### To be done
Each entry below is to be transcribed exactly.

Location labeling records:

-- Begin --

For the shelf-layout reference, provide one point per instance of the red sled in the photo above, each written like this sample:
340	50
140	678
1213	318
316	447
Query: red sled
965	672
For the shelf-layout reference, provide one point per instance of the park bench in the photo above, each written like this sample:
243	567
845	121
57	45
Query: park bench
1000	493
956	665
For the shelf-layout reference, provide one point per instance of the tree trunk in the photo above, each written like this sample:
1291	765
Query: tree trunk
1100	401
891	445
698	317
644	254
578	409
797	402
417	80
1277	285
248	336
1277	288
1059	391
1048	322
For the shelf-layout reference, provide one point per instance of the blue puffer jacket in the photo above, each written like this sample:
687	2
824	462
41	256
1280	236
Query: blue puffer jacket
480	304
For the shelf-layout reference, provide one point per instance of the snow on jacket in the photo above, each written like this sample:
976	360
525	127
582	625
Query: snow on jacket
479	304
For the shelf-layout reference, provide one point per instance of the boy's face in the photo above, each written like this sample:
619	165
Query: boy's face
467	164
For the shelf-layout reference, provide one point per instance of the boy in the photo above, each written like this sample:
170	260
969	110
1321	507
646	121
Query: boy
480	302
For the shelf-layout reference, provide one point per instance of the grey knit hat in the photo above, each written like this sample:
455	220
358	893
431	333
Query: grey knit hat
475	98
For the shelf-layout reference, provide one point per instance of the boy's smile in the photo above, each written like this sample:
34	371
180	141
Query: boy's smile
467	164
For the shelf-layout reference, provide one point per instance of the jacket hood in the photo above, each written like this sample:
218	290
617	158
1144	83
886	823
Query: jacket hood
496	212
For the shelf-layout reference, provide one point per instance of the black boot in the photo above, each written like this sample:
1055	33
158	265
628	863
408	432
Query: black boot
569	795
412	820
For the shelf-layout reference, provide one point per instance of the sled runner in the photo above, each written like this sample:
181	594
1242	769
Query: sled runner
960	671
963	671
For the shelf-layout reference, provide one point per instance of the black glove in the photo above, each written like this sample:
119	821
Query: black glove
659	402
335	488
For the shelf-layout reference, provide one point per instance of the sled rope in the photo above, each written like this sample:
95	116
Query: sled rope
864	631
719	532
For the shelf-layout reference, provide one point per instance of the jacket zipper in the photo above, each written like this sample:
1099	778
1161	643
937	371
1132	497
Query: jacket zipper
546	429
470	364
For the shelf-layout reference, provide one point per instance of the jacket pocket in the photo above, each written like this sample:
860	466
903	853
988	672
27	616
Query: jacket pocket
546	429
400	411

-- End --

### Result of the exercise
For the shelf-layout reference, provide one point per instance of the red sled in the photo above, each written like this sample:
340	50
140	678
1213	318
316	447
Query: red sled
965	672
For the shelf-layout reference, provide one point per instance of the park bench in the photo above, each written like this sample:
243	567
845	121
57	45
Query: park bench
1000	493
956	665
For the shelf-layout reference, provide one point per instance of the tree trunk in the photo above, each written like this sample:
1291	765
Query: tree trunk
1100	401
891	445
698	317
644	254
578	409
797	402
417	80
1277	285
248	336
1277	288
1059	391
1048	322
For the shelf-layout reference, provide one point per instance of the blue puffer jacket in the photo above, each written like this sample:
687	2
824	462
41	256
1280	236
Query: blue puffer jacket
480	304
For the shelf-layout reference, provide one point per instance of the snow on jacket in the photo above, each written like this sample:
976	360
525	127
582	625
Query: snow on jacket
479	304
For the shelf-layout reference, provide one point per instance of the boy's face in the photo above, each written like this sample:
619	165
Query: boy's face
467	164
For the shelf-layout reference, provide one point per instance of the boy in the photo above, each written like this sample:
170	260
969	110
1321	507
646	121
Query: boy
480	302
For the shelf-layout reference, provide one point per instance of the grey knit hat in the photo above, each written like this sample:
455	220
358	893
431	333
Query: grey knit hat
475	98
For the shelf-layout reference, provide one point per instance of the boy's smile in the photo above, each written like this sample:
34	371
180	141
Query: boy's smile
467	164
For the shelf-layout reference, provide one point per instance of the jacket hood in the photo above, each written like this sample:
218	290
617	158
1144	83
886	823
Query: jacket hood
496	212
For the shelf-layout reference, provide one point per instance of the black boot in the photo above, each written like this sample:
1055	33
158	265
628	863
408	432
Query: black boot
569	795
412	820
For the shelf-layout reference, provide one point per instance of the sled runner in the photo above, each written like this sample:
181	594
1242	769
Query: sled runner
960	671
963	671
For the shelf-layout reference, provide one point per instance of the black glove in the photo above, each written like this sample:
119	821
Query: black glove
659	402
335	488
For the shelf-layout reference, provide one point per instance of the sled rope in the photo above, each written like this sample:
95	116
Query: sled rope
864	631
719	532
For the shelf-layout reference, provide one point per instance of the jacket zipper in the photo above, each written like this sample:
1099	778
1161	643
937	371
1132	497
Query: jacket zipper
546	429
470	364
For the shelf-layout reference, provide one point per instance of the jacket pocket in the photo above, each written like this sample:
860	466
903	853
988	672
27	616
Query: jacket pocket
546	429
400	411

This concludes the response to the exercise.